Quoted passage:

☆ ☆ ☆ ☆ ☆

# 82 lbs. gone



## jim/se kansas (May 10, 2002)

I have lost 82 lbs. with 7 more to go to reach my goal. I have been doing Weight Watchers in Independence Kansas sence Febuary. The last few pounds are coming off slow. Statrting weight 269 now 187, goal 180.
Be blessed, Jim


----------



## bluetick (May 11, 2002)

Congratulations! That's quite an accomplishment! :clap:


----------



## tallpines (Apr 9, 2003)

AWESOME
:clap: :rock: :bow: :dance:


----------



## dlangland (Jul 7, 2005)

Good for you, Jim. You should be extremely proud of yourself. Deb


----------



## wr (Aug 10, 2003)

How wonderful for you, I've used WW to loose about 80 lbs which I've pretty much kept off for 15 years and the critical part of the program is to come. Pay careful attention to the maintenance period and make sure you understand it completely. Don't be surprised if you see some wild weight fluctuations in that time but this is the most critical time to keep a food diary so you'll know exactly what you're eating and how it's affecting your weight. You should be very proud of yourself, how long has it taken you?

☆ ☆ ☆ ☆ ☆

Material for this exercise:
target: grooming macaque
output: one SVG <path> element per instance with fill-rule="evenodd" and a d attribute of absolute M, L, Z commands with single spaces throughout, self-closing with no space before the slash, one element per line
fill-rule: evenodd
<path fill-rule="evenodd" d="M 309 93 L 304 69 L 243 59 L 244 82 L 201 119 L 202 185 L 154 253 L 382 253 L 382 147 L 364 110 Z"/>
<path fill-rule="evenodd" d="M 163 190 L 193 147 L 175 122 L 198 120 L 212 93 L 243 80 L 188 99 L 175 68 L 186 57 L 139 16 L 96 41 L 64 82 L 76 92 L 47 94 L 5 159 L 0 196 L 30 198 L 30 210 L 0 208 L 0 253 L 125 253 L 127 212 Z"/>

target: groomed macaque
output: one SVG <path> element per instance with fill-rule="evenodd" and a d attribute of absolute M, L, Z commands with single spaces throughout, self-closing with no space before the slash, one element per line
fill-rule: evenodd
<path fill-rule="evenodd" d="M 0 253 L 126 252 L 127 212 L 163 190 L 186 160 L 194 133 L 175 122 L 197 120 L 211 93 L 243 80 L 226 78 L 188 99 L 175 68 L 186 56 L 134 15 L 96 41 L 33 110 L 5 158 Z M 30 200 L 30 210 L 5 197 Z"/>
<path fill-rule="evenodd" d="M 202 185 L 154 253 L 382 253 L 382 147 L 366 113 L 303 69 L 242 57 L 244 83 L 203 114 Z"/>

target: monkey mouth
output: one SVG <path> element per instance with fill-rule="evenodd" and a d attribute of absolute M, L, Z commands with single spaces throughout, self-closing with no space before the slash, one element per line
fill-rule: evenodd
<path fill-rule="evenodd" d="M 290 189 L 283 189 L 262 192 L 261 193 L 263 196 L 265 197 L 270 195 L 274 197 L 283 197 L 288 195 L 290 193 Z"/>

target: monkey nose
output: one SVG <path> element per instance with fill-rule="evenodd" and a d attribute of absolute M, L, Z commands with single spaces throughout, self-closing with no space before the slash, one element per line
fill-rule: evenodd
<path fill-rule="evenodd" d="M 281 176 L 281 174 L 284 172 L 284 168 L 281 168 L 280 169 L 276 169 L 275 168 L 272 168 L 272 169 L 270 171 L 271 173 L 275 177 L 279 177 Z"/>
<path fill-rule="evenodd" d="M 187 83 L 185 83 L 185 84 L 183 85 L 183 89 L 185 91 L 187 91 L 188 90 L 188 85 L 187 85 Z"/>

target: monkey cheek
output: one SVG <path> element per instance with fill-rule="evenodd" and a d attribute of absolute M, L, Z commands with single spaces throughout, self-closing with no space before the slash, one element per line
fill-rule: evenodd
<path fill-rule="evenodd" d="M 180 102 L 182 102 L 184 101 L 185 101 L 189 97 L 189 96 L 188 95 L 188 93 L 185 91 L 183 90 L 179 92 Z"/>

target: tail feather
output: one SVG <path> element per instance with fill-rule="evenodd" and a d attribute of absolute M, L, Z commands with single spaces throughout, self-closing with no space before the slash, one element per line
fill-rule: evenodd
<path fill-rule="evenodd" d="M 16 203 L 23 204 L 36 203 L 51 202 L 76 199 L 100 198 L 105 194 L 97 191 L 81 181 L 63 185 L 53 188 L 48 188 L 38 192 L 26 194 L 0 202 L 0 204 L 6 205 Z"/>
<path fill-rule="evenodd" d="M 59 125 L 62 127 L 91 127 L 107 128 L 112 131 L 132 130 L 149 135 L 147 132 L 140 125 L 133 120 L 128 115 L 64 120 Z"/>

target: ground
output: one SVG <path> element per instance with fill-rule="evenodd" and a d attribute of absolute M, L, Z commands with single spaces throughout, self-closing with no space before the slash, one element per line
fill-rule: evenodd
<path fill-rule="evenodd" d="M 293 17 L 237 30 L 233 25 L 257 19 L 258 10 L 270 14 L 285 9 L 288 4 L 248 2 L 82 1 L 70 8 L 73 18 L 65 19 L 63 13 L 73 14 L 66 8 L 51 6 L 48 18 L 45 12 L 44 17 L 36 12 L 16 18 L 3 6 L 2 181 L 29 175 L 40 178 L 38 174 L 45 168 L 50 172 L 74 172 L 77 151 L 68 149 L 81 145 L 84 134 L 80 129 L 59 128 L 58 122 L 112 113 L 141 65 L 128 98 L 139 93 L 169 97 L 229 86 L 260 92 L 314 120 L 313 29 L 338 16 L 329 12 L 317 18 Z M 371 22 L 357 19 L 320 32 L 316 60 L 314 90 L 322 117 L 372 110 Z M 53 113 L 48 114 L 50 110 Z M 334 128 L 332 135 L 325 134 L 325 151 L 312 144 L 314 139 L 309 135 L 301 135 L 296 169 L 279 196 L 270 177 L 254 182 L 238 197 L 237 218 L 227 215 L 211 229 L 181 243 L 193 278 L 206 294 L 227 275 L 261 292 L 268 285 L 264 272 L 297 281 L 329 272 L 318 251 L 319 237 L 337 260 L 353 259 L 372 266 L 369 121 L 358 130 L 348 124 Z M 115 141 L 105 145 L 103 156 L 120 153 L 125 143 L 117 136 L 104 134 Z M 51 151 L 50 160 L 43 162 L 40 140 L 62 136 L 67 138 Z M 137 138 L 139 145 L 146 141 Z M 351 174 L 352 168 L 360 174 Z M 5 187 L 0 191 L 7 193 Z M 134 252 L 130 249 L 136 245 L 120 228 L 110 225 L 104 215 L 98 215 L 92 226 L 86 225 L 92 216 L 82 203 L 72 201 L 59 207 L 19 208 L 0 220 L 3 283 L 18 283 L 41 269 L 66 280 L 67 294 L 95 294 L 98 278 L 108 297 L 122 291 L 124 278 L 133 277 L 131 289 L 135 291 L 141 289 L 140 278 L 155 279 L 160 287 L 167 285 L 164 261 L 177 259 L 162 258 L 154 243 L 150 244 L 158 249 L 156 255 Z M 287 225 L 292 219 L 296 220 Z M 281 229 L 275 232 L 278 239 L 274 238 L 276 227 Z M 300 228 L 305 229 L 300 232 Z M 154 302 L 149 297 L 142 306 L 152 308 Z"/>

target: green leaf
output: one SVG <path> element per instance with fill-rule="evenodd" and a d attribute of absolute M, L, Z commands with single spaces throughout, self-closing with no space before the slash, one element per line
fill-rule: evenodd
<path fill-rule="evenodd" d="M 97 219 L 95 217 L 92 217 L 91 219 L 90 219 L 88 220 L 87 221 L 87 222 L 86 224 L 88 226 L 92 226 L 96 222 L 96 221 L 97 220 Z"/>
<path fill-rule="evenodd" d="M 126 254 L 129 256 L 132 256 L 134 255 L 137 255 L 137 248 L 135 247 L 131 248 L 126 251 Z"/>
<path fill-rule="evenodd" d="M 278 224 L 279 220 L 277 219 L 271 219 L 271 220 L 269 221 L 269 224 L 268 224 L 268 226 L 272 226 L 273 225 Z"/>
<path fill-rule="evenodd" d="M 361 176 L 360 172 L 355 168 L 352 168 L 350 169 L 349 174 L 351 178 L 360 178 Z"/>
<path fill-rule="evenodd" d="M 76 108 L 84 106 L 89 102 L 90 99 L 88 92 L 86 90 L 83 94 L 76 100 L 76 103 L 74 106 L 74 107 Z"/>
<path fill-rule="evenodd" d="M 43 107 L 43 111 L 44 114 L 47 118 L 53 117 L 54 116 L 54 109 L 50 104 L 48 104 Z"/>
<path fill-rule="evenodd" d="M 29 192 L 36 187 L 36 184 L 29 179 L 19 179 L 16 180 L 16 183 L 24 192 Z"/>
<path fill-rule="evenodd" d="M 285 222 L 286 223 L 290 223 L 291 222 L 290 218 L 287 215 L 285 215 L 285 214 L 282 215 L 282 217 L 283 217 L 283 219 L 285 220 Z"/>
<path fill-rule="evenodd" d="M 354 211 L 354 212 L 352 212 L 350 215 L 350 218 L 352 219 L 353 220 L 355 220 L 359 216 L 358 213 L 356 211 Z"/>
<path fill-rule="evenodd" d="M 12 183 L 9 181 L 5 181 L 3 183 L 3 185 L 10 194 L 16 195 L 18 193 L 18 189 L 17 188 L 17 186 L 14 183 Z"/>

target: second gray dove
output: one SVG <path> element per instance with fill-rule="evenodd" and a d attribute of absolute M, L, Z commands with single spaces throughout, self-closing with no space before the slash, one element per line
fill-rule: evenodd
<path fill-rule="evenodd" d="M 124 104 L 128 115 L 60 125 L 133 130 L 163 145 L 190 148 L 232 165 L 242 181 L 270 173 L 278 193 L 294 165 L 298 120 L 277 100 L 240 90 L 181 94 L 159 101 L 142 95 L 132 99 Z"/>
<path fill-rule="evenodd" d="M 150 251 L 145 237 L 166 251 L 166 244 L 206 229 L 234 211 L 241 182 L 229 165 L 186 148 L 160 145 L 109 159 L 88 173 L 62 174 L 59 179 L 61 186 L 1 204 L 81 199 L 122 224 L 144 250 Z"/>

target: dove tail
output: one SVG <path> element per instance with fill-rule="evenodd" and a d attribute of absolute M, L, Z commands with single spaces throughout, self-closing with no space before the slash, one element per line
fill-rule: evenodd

☆ ☆ ☆ ☆ ☆

Prompt A: Copy the passage of the weight-loss thread word for word, starting with "## wr (Aug 10, 2003)" and going on through "it taken you?".
Prompt B: In the listing, take the lines starting with the first line and going on through the line with "309 93 L 304", swap "grooming" for "resting", and give back only those lines with nothing else altered.

Finished answer A:
## wr (Aug 10, 2003)

How wonderful for you, I've used WW to loose about 80 lbs which I've pretty much kept off for 15 years and the critical part of the program is to come. Pay careful attention to the maintenance period and make sure you understand it completely. Don't be surprised if you see some wild weight fluctuations in that time but this is the most critical time to keep a food diary so you'll know exactly what you're eating and how it's affecting your weight. You should be very proud of yourself, how long has it taken you?

Finished answer B:
target: resting macaque
output: one SVG <path> element per instance with fill-rule="evenodd" and a d attribute of absolute M, L, Z commands with single spaces throughout, self-closing with no space before the slash, one element per line
fill-rule: evenodd
<path fill-rule="evenodd" d="M 309 93 L 304 69 L 243 59 L 244 82 L 201 119 L 202 185 L 154 253 L 382 253 L 382 147 L 364 110 Z"/>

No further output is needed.